DOCUMENT SECTION:
- - -

The CSV file with tweets by Russia's infamous Internet Research Agency is about 5.4Gb, and I've not included it in this repo due to the file size. You can download it [here](https://about.twitter.com/en_us/values/elections-integrity.html#data)

If you are re-running this file, do note that it would take a long time to run as I'm filtering out the non-English tweets, as well as users who described their location in Russian or other languages.

While the use of foreign languages is defintely one of the traits of these state-backed twitter accounts, including these tweets in the dataset would hurt the model's accuracy as it would simply classify any non-English tweets as likely state-tweets.

I'm also filtering out retweets by these state-backed accounts, as they don't reflect actual writing by the operators handling the accounts. Clearly, RTs are a feature of state-bot account behaviour. 

But like the language issue, including RTs would likely skew the model's predictions as the retweets are in fairly high number. RTs are also likely to muddle the countvectorizer's results.

A more complex project investigating this subject would find a way to address the language and RT issues. 

#### But in the context of my project, I'll limit the analysis and predictions to English-language tweets that are non-retweets.

In [2]:
import pandas as pd

from langdetect import detect
from textblob import TextBlob

In [3]:
# REPEAT: This CSV file is not included in this repo due to the huge file size. Download using link above
fake = pd.read_csv('../data/ira_tweets.csv')

  interactivity=interactivity, compiler=compiler, result=result)


In [4]:
# The large sample size used here is due to the large number of RTs and non-English tweets in the original dataset
# Reducing the sample size here would likely get you less than the required 50K tweets.
fake_tweets = fake.sample(n=850000, random_state=42)

In [5]:
# Dropping these columns for consistency with the real tweets dataset
fake_tweets = fake_tweets.drop(
    columns=[
        "userid",
        "user_display_name",
        "user_profile_url",
        "tweet_client_name",
        "in_reply_to_tweetid",
        "in_reply_to_userid",
        "quoted_tweet_tweetid",
        "is_retweet",
        "retweet_userid",
        "retweet_tweetid",
        "latitude",
        "longitude",
        "quote_count",
        "reply_count",
        "like_count",
        "retweet_count",
        "urls",
        "user_mentions",
        "poll_choices",
        "hashtags",
        "account_language",
        "tweet_language"
    ]
)

In [8]:
# I'm writing two functions to filter out non-English tweets.

- - -

RECORD EXCERPTS:
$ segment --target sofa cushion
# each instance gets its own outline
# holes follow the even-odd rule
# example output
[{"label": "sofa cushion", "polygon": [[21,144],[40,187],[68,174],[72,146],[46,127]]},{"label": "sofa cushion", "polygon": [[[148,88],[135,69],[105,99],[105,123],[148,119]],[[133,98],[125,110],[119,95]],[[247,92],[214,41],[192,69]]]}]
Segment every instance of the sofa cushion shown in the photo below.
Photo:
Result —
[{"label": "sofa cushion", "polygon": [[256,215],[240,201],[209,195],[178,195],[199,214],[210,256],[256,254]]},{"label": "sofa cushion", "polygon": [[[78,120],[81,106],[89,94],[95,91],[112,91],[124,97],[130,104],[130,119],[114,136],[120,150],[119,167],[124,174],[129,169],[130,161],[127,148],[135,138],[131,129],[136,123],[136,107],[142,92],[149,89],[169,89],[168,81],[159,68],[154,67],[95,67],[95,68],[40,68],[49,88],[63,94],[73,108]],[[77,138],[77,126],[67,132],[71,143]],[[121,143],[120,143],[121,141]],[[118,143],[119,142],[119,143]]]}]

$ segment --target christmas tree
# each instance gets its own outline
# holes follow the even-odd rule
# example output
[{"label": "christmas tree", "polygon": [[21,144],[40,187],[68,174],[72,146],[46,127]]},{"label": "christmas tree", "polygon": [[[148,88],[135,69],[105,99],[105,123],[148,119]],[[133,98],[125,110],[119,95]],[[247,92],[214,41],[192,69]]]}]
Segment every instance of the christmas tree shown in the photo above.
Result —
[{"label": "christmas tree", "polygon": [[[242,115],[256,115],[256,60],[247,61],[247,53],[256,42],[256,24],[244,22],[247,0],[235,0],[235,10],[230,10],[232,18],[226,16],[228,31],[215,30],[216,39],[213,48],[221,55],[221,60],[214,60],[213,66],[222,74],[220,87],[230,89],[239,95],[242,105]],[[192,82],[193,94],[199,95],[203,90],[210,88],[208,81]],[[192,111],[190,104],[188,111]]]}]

- - -

DIRECTIVES:
(1) In the tweet-filtering notes, how large is the CSV file of tweets by the Internet Research Agency?
(2) Write out the passage of the tweet-filtering notes starting with "I'm also filtering" and going on through "state-bot account behaviour.", substituting "people" for "operators".

OUTPUTS IN ORDER:
(1) About 5.4Gb.

(2)
I'm also filtering out retweets by these state-backed accounts, as they don't reflect actual writing by the people handling the accounts. Clearly, RTs are a feature of state-bot account behaviour.